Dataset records
** Start **
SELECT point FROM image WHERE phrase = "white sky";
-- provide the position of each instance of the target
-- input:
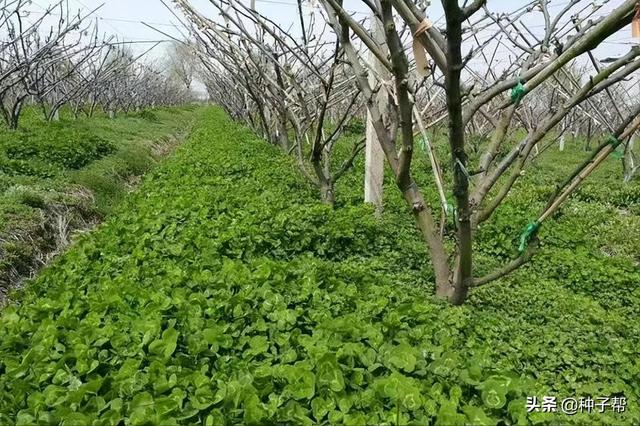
(124, 17)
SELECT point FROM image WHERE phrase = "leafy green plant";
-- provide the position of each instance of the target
(222, 292)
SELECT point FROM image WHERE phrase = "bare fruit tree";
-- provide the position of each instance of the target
(298, 94)
(480, 87)
(59, 58)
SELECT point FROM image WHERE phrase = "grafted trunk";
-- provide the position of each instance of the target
(462, 277)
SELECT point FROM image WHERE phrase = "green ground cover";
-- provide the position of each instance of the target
(62, 176)
(223, 292)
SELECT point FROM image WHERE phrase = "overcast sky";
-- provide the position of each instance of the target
(124, 17)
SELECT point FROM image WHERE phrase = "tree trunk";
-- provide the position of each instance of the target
(374, 155)
(462, 276)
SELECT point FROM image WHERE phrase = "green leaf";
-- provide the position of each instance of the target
(254, 410)
(321, 407)
(329, 373)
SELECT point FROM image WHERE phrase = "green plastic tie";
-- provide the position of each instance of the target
(614, 141)
(529, 232)
(423, 144)
(518, 92)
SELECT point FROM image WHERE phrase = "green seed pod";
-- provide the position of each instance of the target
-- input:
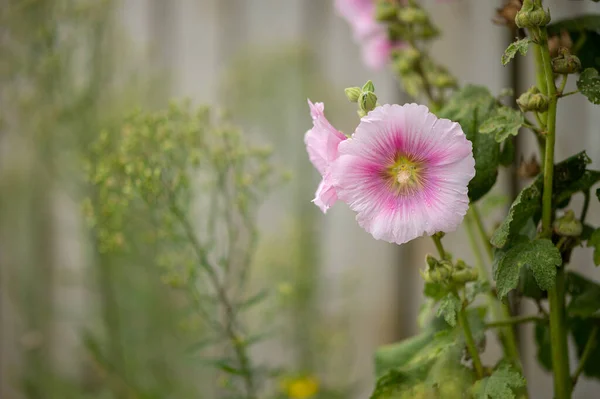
(531, 16)
(565, 63)
(568, 225)
(368, 87)
(533, 100)
(353, 93)
(431, 261)
(385, 11)
(367, 101)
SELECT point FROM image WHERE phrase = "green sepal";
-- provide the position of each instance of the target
(520, 45)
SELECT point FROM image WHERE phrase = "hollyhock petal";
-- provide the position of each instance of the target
(326, 194)
(322, 143)
(405, 172)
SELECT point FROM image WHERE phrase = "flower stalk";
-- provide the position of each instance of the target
(556, 295)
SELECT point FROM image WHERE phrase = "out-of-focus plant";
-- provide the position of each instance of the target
(315, 343)
(386, 171)
(191, 182)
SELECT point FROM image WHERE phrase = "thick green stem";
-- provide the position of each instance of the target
(556, 295)
(515, 320)
(472, 348)
(587, 351)
(558, 337)
(438, 244)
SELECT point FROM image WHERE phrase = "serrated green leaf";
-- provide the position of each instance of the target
(520, 45)
(583, 184)
(504, 123)
(584, 31)
(585, 296)
(594, 242)
(528, 203)
(499, 385)
(450, 305)
(589, 85)
(469, 107)
(541, 256)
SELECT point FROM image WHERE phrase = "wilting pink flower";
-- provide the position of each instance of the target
(322, 143)
(368, 32)
(405, 172)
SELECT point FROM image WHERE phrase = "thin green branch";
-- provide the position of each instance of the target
(516, 320)
(587, 351)
(471, 347)
(568, 93)
(482, 232)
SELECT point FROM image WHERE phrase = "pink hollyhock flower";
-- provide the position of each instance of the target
(368, 32)
(322, 143)
(405, 172)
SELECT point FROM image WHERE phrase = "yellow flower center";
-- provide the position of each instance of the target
(405, 175)
(302, 387)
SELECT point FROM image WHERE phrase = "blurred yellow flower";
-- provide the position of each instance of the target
(301, 387)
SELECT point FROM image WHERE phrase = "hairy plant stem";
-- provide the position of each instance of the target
(499, 310)
(464, 323)
(587, 351)
(481, 228)
(556, 295)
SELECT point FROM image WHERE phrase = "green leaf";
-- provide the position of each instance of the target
(521, 46)
(581, 330)
(585, 34)
(541, 256)
(469, 107)
(583, 184)
(499, 385)
(528, 203)
(585, 296)
(401, 353)
(525, 206)
(507, 154)
(589, 85)
(450, 305)
(506, 122)
(594, 241)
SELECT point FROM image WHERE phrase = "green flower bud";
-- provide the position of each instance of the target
(368, 87)
(568, 225)
(431, 261)
(352, 94)
(412, 15)
(565, 62)
(533, 100)
(532, 15)
(367, 101)
(385, 11)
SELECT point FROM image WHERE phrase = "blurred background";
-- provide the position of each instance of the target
(78, 325)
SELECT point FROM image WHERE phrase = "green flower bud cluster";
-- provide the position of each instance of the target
(533, 100)
(446, 273)
(532, 15)
(565, 63)
(365, 97)
(567, 225)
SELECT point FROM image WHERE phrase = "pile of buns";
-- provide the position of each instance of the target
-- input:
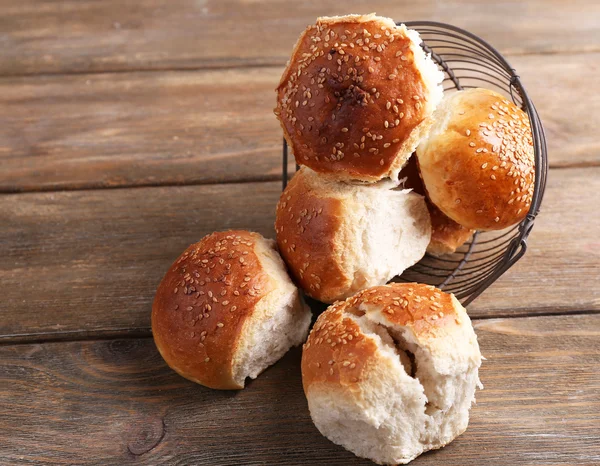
(391, 168)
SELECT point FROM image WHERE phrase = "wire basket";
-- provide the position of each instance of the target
(469, 62)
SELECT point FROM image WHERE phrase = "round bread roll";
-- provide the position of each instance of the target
(477, 162)
(446, 235)
(357, 96)
(391, 372)
(227, 310)
(339, 238)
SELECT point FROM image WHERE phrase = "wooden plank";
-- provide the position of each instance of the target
(137, 129)
(116, 402)
(72, 132)
(87, 263)
(57, 37)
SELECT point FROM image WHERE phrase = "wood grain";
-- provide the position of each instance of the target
(115, 402)
(56, 37)
(87, 263)
(139, 129)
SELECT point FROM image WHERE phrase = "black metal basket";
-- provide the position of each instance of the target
(469, 62)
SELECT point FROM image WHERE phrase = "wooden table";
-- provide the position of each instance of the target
(130, 129)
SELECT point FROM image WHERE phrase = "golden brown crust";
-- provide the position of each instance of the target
(338, 352)
(309, 255)
(479, 171)
(202, 303)
(446, 235)
(351, 98)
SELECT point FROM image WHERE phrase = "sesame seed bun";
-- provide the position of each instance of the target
(226, 310)
(357, 96)
(391, 372)
(446, 235)
(477, 163)
(338, 238)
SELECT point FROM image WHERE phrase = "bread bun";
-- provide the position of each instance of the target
(356, 97)
(226, 310)
(391, 372)
(338, 238)
(477, 162)
(446, 235)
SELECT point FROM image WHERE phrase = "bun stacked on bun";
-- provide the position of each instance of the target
(446, 235)
(357, 96)
(477, 162)
(338, 238)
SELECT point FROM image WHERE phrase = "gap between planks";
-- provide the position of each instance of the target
(141, 333)
(267, 62)
(258, 179)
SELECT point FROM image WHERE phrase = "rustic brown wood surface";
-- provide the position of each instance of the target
(116, 402)
(147, 95)
(88, 262)
(53, 37)
(106, 130)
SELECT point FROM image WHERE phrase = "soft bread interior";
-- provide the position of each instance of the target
(280, 320)
(404, 405)
(387, 231)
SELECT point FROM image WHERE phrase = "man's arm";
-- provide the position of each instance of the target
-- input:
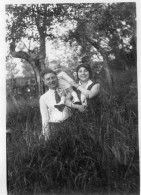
(70, 104)
(66, 77)
(45, 117)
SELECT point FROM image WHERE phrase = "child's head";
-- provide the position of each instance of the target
(55, 66)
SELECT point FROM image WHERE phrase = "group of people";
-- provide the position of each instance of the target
(65, 95)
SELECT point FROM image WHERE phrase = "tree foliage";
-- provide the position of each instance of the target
(101, 29)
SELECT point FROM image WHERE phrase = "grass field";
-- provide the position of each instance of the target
(83, 160)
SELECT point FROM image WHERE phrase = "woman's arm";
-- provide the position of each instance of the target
(90, 93)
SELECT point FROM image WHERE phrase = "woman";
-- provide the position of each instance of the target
(91, 91)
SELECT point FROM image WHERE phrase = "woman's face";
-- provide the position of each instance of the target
(83, 74)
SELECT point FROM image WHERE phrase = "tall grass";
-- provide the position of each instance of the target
(82, 157)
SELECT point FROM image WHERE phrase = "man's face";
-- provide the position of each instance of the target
(55, 67)
(50, 80)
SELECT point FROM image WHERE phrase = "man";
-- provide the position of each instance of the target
(51, 115)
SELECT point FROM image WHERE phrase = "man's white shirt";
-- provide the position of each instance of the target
(48, 112)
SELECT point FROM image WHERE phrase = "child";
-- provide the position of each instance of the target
(64, 81)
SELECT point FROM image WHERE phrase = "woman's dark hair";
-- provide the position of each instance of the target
(87, 67)
(47, 71)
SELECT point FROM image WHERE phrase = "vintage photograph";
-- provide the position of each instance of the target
(72, 99)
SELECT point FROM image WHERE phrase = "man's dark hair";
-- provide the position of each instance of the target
(47, 71)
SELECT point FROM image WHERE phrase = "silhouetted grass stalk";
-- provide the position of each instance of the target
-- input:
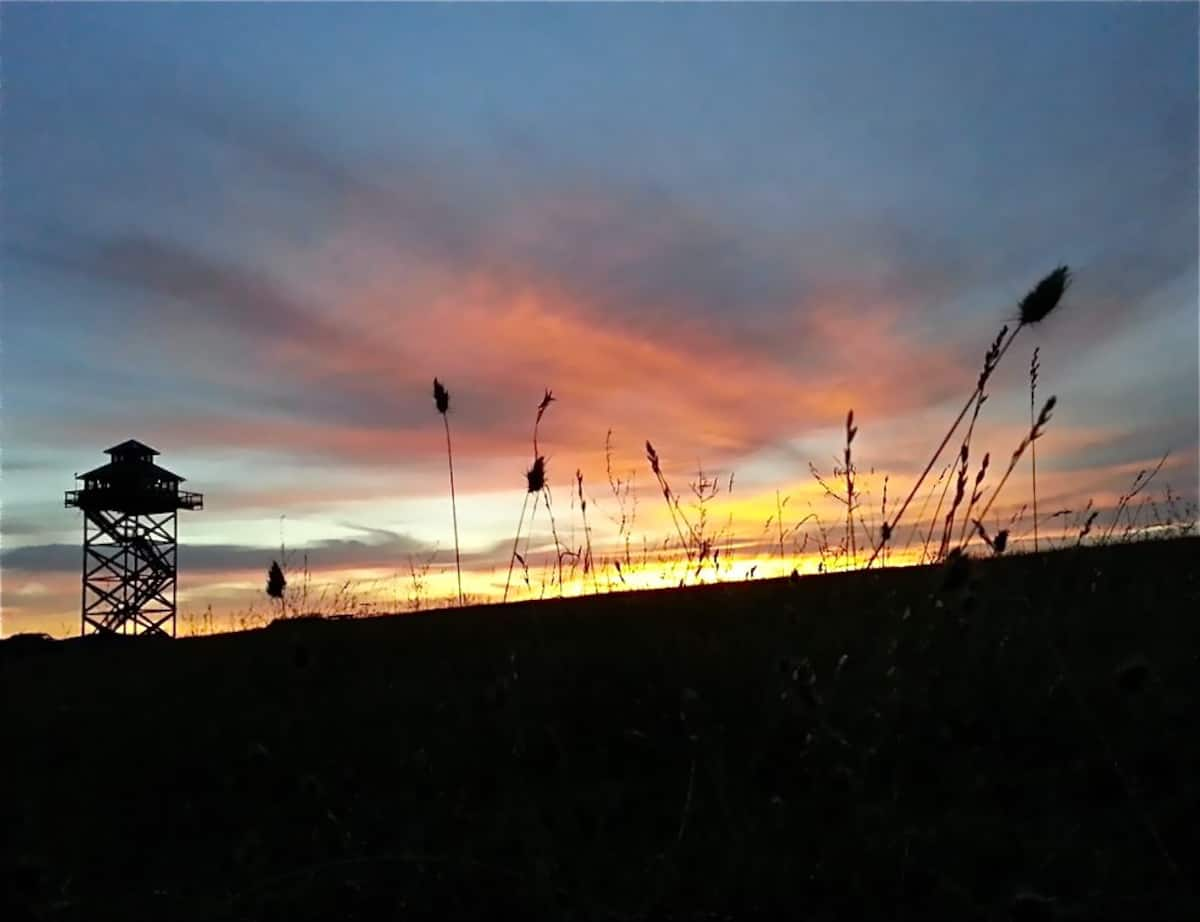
(1035, 307)
(1033, 449)
(442, 401)
(1035, 433)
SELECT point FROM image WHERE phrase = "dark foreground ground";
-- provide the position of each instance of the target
(1023, 746)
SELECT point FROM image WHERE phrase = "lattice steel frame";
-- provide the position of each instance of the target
(129, 572)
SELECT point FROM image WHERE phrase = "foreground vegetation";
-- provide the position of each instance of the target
(1002, 738)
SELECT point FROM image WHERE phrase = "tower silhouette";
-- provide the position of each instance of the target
(130, 532)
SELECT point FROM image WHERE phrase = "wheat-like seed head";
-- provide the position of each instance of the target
(441, 396)
(535, 477)
(1037, 305)
(545, 402)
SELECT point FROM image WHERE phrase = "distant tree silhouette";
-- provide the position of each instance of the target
(442, 401)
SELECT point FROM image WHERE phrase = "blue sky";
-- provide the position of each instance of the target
(251, 234)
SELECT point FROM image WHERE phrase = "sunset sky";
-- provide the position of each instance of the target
(252, 235)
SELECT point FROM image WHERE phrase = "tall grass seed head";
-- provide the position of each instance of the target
(441, 396)
(535, 477)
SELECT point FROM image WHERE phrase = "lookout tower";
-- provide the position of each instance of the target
(130, 530)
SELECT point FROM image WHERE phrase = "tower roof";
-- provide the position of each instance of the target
(131, 448)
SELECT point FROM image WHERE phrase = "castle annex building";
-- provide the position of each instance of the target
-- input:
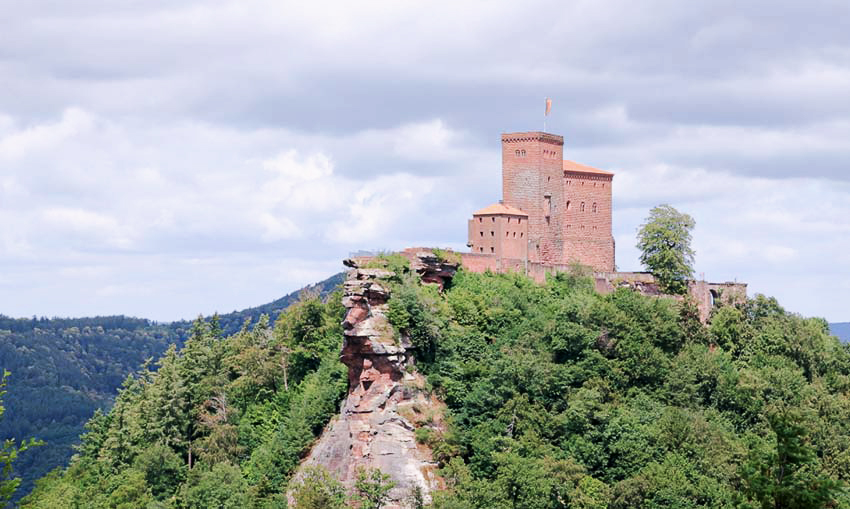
(552, 212)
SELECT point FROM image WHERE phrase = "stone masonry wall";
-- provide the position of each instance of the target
(532, 181)
(587, 220)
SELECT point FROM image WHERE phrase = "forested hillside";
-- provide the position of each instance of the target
(557, 397)
(63, 369)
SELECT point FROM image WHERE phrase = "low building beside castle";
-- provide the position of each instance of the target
(555, 213)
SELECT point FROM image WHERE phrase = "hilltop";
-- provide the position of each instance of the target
(544, 396)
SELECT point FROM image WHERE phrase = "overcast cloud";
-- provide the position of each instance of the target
(165, 159)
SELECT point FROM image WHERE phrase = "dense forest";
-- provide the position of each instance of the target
(63, 369)
(558, 397)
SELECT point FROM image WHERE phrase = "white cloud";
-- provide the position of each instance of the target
(263, 139)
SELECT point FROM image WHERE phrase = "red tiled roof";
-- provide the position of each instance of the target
(498, 208)
(583, 168)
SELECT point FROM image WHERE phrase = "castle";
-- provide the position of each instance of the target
(553, 214)
(553, 211)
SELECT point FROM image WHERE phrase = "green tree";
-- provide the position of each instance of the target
(372, 488)
(316, 488)
(664, 241)
(8, 453)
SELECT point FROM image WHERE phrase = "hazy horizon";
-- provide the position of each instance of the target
(167, 159)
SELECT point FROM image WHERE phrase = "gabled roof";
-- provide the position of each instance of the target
(583, 168)
(499, 208)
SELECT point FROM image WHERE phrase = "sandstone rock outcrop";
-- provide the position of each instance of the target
(372, 429)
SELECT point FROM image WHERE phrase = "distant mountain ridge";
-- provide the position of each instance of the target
(62, 369)
(841, 330)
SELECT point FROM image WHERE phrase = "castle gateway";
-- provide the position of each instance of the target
(553, 211)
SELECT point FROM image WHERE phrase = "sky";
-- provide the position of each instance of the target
(165, 159)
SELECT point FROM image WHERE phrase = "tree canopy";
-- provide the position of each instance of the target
(556, 397)
(664, 241)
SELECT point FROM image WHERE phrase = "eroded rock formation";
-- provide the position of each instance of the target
(375, 428)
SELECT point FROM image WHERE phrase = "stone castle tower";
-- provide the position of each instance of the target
(553, 211)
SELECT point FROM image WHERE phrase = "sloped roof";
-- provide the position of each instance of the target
(498, 208)
(583, 168)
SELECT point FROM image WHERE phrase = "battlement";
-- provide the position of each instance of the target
(554, 139)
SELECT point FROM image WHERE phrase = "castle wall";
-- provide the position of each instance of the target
(499, 234)
(703, 293)
(532, 181)
(587, 220)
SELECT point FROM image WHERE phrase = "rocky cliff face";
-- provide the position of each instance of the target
(374, 428)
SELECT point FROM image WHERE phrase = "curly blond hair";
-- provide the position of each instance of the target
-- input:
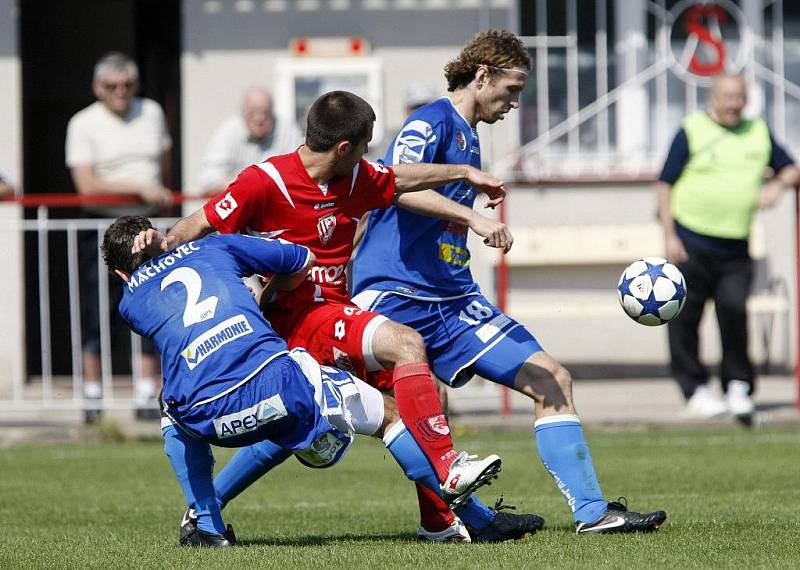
(494, 48)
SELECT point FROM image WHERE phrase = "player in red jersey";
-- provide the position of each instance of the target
(315, 197)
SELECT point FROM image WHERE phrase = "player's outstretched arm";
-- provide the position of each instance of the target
(431, 203)
(186, 229)
(285, 282)
(419, 176)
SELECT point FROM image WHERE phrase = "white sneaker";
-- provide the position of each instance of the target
(705, 404)
(456, 532)
(739, 402)
(466, 475)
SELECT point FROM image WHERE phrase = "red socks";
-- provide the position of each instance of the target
(421, 412)
(434, 515)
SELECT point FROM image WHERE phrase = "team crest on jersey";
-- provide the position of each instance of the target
(461, 140)
(226, 206)
(342, 360)
(325, 226)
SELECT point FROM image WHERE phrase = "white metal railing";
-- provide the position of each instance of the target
(62, 389)
(648, 66)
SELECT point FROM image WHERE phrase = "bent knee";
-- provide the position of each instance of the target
(390, 416)
(402, 345)
(562, 377)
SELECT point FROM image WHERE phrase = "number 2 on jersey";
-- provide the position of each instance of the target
(194, 312)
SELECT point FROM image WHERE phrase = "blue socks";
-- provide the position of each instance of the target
(245, 467)
(475, 513)
(415, 465)
(193, 465)
(566, 456)
(409, 456)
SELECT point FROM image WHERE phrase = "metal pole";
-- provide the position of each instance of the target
(44, 302)
(542, 87)
(601, 73)
(105, 327)
(74, 312)
(502, 303)
(797, 293)
(573, 136)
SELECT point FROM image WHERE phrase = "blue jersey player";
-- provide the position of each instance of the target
(415, 270)
(230, 381)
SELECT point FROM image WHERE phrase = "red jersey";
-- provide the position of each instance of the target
(278, 198)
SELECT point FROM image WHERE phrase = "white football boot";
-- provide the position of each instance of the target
(467, 475)
(456, 532)
(705, 404)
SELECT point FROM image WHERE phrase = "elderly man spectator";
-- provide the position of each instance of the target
(245, 139)
(117, 145)
(708, 192)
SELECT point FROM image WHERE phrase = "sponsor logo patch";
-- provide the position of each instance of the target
(342, 360)
(226, 206)
(325, 226)
(212, 340)
(250, 419)
(461, 140)
(453, 254)
(327, 274)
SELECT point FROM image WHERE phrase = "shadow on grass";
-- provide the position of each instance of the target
(318, 540)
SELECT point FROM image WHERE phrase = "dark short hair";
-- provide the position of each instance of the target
(338, 116)
(118, 240)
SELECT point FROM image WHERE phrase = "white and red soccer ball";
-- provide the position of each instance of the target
(652, 291)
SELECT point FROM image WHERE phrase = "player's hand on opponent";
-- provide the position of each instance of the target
(153, 242)
(488, 184)
(495, 234)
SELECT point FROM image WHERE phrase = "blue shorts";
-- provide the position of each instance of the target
(463, 336)
(279, 403)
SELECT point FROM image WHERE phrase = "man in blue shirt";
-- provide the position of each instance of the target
(415, 270)
(230, 381)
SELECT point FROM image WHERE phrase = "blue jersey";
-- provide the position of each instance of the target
(192, 303)
(412, 254)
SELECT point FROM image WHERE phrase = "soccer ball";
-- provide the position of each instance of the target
(652, 291)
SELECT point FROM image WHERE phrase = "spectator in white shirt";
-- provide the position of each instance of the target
(117, 145)
(245, 139)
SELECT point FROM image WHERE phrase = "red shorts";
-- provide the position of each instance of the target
(334, 333)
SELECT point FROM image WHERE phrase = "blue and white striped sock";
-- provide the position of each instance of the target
(566, 456)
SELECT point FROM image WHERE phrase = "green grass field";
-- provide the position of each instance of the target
(732, 498)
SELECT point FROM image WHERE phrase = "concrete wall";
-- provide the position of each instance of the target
(227, 49)
(607, 335)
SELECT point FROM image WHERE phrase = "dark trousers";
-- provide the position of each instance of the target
(727, 280)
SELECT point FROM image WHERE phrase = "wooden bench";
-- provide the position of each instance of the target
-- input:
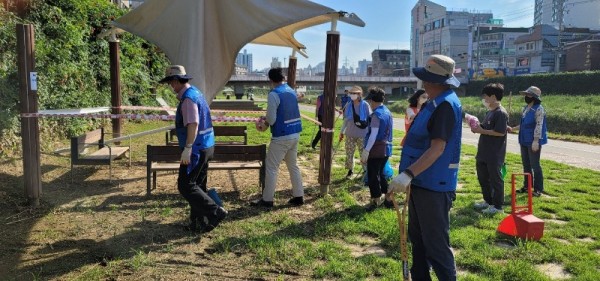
** End **
**THE PROBLEM**
Select every line in the listing that contains the word "spectator" and copy each of those lines out.

**WRITTEN RESPONSE**
SELECT point FROM image WHERE phrase = "elderly man spectator";
SELECT point FROM image WHERE phrase = "spectator in white shirt";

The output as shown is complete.